=== Source extract ===
● ● ●

Stopping The Next Bubble: The Time To Reform Student Loan Debt Is Now

Student loans have been on the forefront of the news recently.  Protestors involved in the nationwide “Occupy Wall Street” movement (many of whom are unemployed recent college graduates) have made student loan reforms or forgiveness a centerpiece of their movement.  Congressman Hansen Clarke (D – Michigan) is pushing a student loan forgiveness bill, which is getting support via an online petition by MoveOn.org. It has received over 640,000 signatures.  And in late October, President Obama announced two plans (via executive orders designed to by-pass an obstructionist Congress) to help around 7 million student loan debtors by (1) allowing certain federal and private loans to be consolidated at lower interest rates, and (2) accelerate and expand a program that puts an income-based limit on what lower-income debtors have to pay in student loans.

The flurry of activity concerning student loans is hardly surprising — student loan debt is approaching dangerous bubble levels and getting worse.  While exact figures are hard to determine, the Economist reports that experts believe total student loan indebtedness will soon pass $1 trillion total, with the average college graduate today carrying nearly $27,000 in student loan debt.  In fact, current student loan debt has surpassed total consumer credit card debt.  State governments faced with budget problems have cut funding to state universities, leading to sharp increases in tuition and thus greater loan burdens.  And with unemployment still high and wages stagnant throughout the economy (real wages for college graduates fell 8.6% from 2000 to 2010), greater and greater shares of income of recent college graduates are going to student loan debt repayment, and an increasing number of debtors are defaulting on their debt — the Department of Education reports that the default rate on student loans reached 8.8% in 2009.

The long-term trend for our economy is certainly dispiriting.  Student loan debts continue to increase, debtors are increasingly in default, and today’s college graduates (the would-be entrepreneurs and innovators of our economy) are saddled with debt loads that reduce their tolerance to take the risks necessary to create new businesses and/or support our economy through consumption spending and investment.

While recent efforts by the Obama administration to aid student loan debtors are a start, he needs the cooperation of Congress to achieve reform of the entire student loan industry; the President cannot do it alone.

Student loan debt remains an exception to other forms of debt in America in a myriad of ways: (a) student loan debt is extended almost without regard to the credit viability of the debtors; (b) student loans cannot be discharged via bankruptcy; (c) private student loans have are no limits on interest rates, penalty fees, or late fees; and (d) student loan debtors can have their wages directly taken out debtors’ paychecks by the government (a la child support payments).  Some of these exceptions are practical: unlike homes or consumer goods, the benefits of an education provided via student loans cannot be repossessed to benefit creditors, and asking lending institutions to write-off $1 trillion would create a crisis equivalent or exceeding the housing crisis.  Like it or not, as the Washington Post noted, “banks get bailouts, they don’t give them.”

● ● ●

=== Set task ===
Copy the student loan article from "Student loans have been" to "in student loans.", replacing "Congressman" with "Representative".

● ● ●

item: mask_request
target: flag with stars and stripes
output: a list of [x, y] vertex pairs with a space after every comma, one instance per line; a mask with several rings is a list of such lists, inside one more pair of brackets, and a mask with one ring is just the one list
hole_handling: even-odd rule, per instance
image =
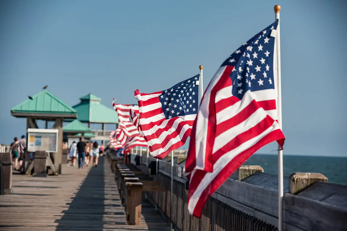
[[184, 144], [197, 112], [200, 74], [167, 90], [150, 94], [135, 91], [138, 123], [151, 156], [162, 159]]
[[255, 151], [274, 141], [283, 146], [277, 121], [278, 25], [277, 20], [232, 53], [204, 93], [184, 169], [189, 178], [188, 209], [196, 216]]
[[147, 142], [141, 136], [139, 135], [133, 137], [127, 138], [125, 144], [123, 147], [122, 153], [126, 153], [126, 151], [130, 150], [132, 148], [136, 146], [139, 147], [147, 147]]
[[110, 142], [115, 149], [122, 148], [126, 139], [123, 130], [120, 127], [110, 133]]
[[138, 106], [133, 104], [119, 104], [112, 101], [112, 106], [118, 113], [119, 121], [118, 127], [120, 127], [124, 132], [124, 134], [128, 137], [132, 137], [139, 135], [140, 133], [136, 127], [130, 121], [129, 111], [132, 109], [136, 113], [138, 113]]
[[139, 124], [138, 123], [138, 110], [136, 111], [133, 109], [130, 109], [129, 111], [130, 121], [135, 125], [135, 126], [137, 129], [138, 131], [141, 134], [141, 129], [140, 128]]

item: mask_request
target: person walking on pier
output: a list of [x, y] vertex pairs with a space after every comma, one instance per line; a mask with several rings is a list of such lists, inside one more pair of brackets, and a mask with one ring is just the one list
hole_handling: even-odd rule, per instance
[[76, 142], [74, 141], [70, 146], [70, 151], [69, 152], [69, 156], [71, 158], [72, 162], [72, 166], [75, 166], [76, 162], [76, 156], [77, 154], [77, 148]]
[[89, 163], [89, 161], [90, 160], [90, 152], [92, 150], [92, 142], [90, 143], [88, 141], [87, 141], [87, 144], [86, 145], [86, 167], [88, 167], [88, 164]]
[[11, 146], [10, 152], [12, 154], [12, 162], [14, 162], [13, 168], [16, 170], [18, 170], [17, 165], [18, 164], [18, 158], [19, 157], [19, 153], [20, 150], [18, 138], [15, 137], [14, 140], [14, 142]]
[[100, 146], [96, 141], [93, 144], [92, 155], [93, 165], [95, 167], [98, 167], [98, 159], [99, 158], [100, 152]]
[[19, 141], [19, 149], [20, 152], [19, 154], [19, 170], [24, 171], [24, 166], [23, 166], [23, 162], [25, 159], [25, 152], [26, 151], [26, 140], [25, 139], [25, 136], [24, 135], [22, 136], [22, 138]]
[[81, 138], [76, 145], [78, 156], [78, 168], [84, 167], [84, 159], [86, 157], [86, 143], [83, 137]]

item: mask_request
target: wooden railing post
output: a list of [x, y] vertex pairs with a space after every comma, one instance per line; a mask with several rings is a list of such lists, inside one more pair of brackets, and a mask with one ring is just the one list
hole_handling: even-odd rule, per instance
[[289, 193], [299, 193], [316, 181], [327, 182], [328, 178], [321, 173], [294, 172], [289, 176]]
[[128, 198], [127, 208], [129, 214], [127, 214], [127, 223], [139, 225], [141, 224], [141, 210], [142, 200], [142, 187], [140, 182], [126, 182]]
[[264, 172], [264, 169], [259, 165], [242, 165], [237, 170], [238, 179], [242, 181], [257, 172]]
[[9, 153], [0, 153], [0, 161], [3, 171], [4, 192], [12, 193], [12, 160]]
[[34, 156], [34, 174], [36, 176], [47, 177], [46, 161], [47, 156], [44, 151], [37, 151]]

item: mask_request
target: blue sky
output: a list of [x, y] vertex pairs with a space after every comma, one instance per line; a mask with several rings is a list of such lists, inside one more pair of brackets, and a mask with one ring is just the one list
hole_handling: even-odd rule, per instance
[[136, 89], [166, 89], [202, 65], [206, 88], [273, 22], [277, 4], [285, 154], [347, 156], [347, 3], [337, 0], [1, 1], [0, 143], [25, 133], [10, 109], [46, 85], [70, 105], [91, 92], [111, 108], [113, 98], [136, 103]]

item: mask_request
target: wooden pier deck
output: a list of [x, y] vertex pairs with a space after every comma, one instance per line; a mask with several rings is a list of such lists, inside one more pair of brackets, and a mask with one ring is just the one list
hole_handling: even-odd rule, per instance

● ● ●

=== Exercise result ===
Student loans have been on the forefront of the news recently.  Protestors involved in the nationwide “Occupy Wall Street” movement (many of whom are unemployed recent college graduates) have made student loan reforms or forgiveness a centerpiece of their movement.  Representative Hansen Clarke (D – Michigan) is pushing a student loan forgiveness bill, which is getting support via an online petition by MoveOn.org. It has received over 640,000 signatures.  And in late October, President Obama announced two plans (via executive orders designed to by-pass an obstructionist Congress) to help around 7 million student loan debtors by (1) allowing certain federal and private loans to be consolidated at lower interest rates, and (2) accelerate and expand a program that puts an income-based limit on what lower-income debtors have to pay in student loans.